Citation : 2014 Latest Caselaw 1620 Del
Judgement Date : 26 March, 2014
IN THE HIGH COURT OF DELHI
COMPANY PETITION NO. 664/2014
Reserved on 24th March, 2015
Date of pronouncement: 26th March, 2015
In the matter of
The Companies Act, 1956 & the Companies Act, 2013 (to the extent
applicable):
And
Petition under Sections 101 to 103 of the
Companies Act, 1956
And
Shree Nirman Limited
.. Petitioner Company
Through Ms. Shilpi Jain and Mr. Sharad
Vaid, Advocates for the petitioner
Mr. Atma Sah, Assistant Registrar of
Companies for the Regional Director
SUDERSHAN KUMAR MISRA, J.
1. This petition under Sections 101 to 103 of Companies Act, 1956
has been filed by Shree Nirman Limited (hereinafter referred to as the
'petitioner company') for confirming the reduction of its issued, subscribed
and paid-up share capital.
2. The registered office of the petitioner company is situated at New
Delhi, within the jurisdiction of this court.
3. The petitioner company was incorporated under the Companies
Act, 1956 on 12th April, 1984 with the Registrar of Companies, West
Bengal. Thereafter, the company shifted its registered office from the
State of West Bengal to NCT of Delhi and obtained a certificate in this
regard from the Registrar of Companies, NCT of Delhi & Haryana at New
Delhi on 31st July, 2008.
4. The authorized share capital of the petitioner company is
Rs.70,50,00,000/- divided into 1,05,00,000 equity shares of Rs.10/- each
aggregating to Rs.10,50,00,000/-; 10,00,000 1% non-cumulative
redeemable preference shares of Rs.65/- each aggregating to
Rs.6,50,00,000/-; 5,30,00,000 1% non-cumulative redeemable
preference shares of Rs.10/- each aggregating to Rs.53,00,00,000/-; and
50,000 10% non-cumulative preference shares of Rs.100 each
aggregating to Rs.50,00,000/-. The present issued, subscribed and paid-
up share capital of the company is Rs.63,15,42,500/- divided into
1,01,86,166 equity shares of Rs.10/- each fully paid up aggregating to
Rs.10,18,61,660/-; and 5,29,68,084 1% non-cumulative redeemable
preference shares of Rs.10/- each fully paid up aggregating to
Rs.52,96,80,840/-.
---+---
_Complete the following_
(a) Decide whether each statement below agrees with the Shree Nirman Limited judgment. For each, answer yes or no and quote the words from the judgment that settle it.
(i) The petitioner company was first incorporated with the Registrar of Companies, West Bengal.
(ii) The equity shares in the company's authorized share capital have a face value of Rs.100 each.
(iii) The registered office of the petitioner company is in Mumbai.
(b) According to the Shree Nirman Limited judgment, under which sections of the Companies Act, 1956 was the petition filed?
(c) Carry on the Shree Nirman Limited judgment from the point where it stops.
---+---
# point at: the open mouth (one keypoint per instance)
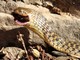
(21, 20)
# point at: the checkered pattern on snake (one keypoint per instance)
(40, 25)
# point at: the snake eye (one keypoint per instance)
(20, 18)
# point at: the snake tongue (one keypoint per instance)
(20, 23)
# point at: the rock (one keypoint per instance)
(36, 53)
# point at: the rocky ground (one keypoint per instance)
(19, 43)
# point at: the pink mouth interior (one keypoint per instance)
(20, 23)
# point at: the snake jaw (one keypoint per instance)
(20, 19)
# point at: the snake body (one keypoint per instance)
(36, 22)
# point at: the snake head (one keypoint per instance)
(21, 15)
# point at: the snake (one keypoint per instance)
(36, 22)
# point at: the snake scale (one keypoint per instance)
(36, 22)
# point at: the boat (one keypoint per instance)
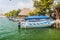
(36, 22)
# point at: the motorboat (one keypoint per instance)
(36, 22)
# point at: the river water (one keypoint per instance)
(9, 31)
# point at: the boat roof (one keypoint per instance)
(37, 17)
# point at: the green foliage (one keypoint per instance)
(13, 13)
(43, 6)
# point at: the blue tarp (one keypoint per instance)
(37, 17)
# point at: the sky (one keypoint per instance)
(8, 5)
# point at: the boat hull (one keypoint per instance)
(36, 24)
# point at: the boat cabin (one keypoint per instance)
(37, 18)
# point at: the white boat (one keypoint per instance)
(36, 22)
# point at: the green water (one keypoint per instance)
(10, 31)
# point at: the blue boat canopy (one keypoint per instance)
(37, 17)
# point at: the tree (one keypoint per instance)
(44, 6)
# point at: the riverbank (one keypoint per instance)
(10, 31)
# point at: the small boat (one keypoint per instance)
(36, 22)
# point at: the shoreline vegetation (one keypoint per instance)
(41, 7)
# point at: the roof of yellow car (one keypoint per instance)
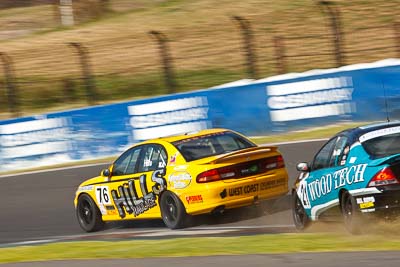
(174, 138)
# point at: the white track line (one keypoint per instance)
(99, 164)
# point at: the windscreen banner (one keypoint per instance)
(366, 92)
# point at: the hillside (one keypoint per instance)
(205, 45)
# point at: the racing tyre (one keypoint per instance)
(300, 217)
(172, 211)
(351, 214)
(89, 216)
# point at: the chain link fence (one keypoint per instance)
(68, 73)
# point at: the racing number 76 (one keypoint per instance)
(102, 194)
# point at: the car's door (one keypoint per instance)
(318, 190)
(137, 180)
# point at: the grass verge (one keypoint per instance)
(200, 246)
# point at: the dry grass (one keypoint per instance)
(205, 44)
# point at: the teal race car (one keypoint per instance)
(356, 173)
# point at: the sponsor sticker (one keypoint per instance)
(111, 210)
(179, 180)
(194, 199)
(85, 188)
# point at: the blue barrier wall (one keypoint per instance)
(358, 93)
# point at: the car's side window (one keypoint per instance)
(322, 159)
(127, 162)
(338, 157)
(154, 158)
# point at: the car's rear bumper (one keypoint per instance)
(221, 195)
(385, 201)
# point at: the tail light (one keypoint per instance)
(241, 170)
(383, 177)
(274, 163)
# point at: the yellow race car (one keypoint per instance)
(175, 177)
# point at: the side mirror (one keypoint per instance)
(106, 173)
(303, 167)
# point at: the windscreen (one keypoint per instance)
(382, 146)
(211, 144)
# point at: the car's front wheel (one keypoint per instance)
(351, 214)
(89, 216)
(300, 217)
(172, 211)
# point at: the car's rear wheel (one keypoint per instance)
(89, 216)
(172, 211)
(351, 214)
(300, 217)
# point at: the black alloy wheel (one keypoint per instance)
(89, 216)
(351, 214)
(172, 211)
(300, 217)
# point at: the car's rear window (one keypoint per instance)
(383, 146)
(211, 144)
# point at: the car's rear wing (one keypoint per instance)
(251, 153)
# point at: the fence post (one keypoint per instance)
(396, 27)
(11, 87)
(331, 10)
(280, 55)
(251, 57)
(166, 60)
(90, 85)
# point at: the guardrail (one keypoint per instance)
(281, 103)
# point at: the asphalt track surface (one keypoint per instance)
(39, 205)
(347, 259)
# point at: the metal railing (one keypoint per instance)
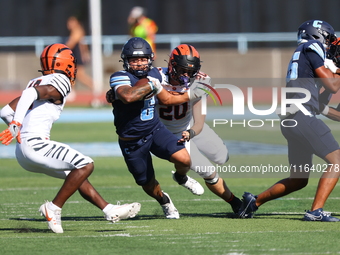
(108, 41)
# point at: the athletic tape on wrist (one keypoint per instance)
(325, 110)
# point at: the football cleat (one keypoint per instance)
(121, 212)
(236, 205)
(169, 209)
(194, 186)
(319, 215)
(53, 218)
(248, 206)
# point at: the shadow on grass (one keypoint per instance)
(26, 230)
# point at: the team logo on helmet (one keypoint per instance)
(137, 47)
(184, 59)
(58, 58)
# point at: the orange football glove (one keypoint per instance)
(13, 131)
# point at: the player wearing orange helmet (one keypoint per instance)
(30, 118)
(188, 124)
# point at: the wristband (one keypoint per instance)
(325, 110)
(192, 133)
(7, 114)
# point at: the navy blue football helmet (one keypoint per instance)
(136, 47)
(316, 30)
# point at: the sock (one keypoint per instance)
(53, 207)
(107, 208)
(181, 179)
(164, 200)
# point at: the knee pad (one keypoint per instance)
(213, 180)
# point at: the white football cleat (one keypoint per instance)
(169, 209)
(53, 218)
(191, 184)
(121, 212)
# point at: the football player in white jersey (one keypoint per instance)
(30, 118)
(187, 122)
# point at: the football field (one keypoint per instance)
(206, 224)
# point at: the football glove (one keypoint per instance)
(13, 131)
(110, 96)
(330, 65)
(157, 86)
(197, 90)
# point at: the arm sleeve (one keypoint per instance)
(27, 98)
(7, 114)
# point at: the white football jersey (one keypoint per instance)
(43, 113)
(176, 118)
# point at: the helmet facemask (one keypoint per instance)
(184, 64)
(137, 47)
(316, 30)
(58, 58)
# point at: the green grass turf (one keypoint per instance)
(206, 225)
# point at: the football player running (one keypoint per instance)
(139, 129)
(307, 135)
(188, 123)
(30, 118)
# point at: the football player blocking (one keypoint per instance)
(139, 129)
(311, 135)
(30, 118)
(188, 124)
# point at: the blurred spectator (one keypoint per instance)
(142, 26)
(80, 51)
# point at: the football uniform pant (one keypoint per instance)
(40, 155)
(211, 146)
(310, 136)
(161, 142)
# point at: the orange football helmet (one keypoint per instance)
(58, 58)
(184, 59)
(334, 52)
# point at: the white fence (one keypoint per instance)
(108, 41)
---+---
_Answer list_
(a)
(i) Yes: "incorporated under the Companies Act, 1956 on 12th April, 1984 with the Registrar of Companies, West Bengal"
(ii) No: "1,05,00,000 equity shares of Rs.10/- each"
(iii) No: "The registered office of the petitioner company is situated at New Delhi"

(b) Sections 101 to 103.

(c)
5. A copy of the Memorandum and Articles of Association of the
petitioner company has been filed on record. The audited balance sheet,
as on 31st March, 2014, of the petitioner company, along with the report
of the auditors, has also been filed.
6. It has been submitted by the petitioner that on 30th March, 2013,
the petitioner company had issued 1% non-cumulative redeemable
preference shares of Rs.10/- each fully paid up (hereinafter referred to as
1% NCRPS), aggregating to Rs.5,29,68,084/-, as bonus shares to its
equity shareholders in the ratio of 26 1% NCRPS for every 05 equity
shares held by them. This resulted in increasing the total issued and
paid-up share capital of the company by Rs.52,96,80,840/- to
Rs.70,15,42,500/-. It is further submitted that this increase in the amount
of paid up share capital resulted in increase in certain costs besides
imposing certain additional statutory and other obligations on the
company that do not apply to companies having lower paid up capital and
that the aforesaid increase in the paid up capital of the company has in
no way provided any advantage or benefit to the company. It is further
submitted that it is anticipated by the petitioner company that the
company may be benefitted by having a lower paid up share capital and
higher amount of reserves and surplus and that could be better and more
beneficial for the company. This is also expected to possibly add to
shareholders value and better perception in the mind of investor
community. Therefore, the company had decided to again roll back the
above increase in the total paid-up share capital of the company by
writing down and reducing the par value and paid up value of all the
issued and paid-up equity shares as well as all the preference shares of
the company. The company, therefore, proposed that the rate of dividend
payable on 1% NCRPS be increased from the present 1% to 10% and all
1% NCRPS be made redeemable at a premium of Rs.9/- per share
instead of at par as at present, while keeping the other terms and
conditions unchanged as at present and consequently, simultaneously
transferring and crediting Rs.47,67,12,756/- representing the amount of
reduction in the issued, subscribed and paid-up value of 1% NCRPS to
the "Capital Reserve for Redemption" and balance Rs.9,16,75,494/-
representing the amount of reduction in the issued, subscribed and paid-
up value of the equity shares, to the "Capital Reserve" in the books of
accounts of the company.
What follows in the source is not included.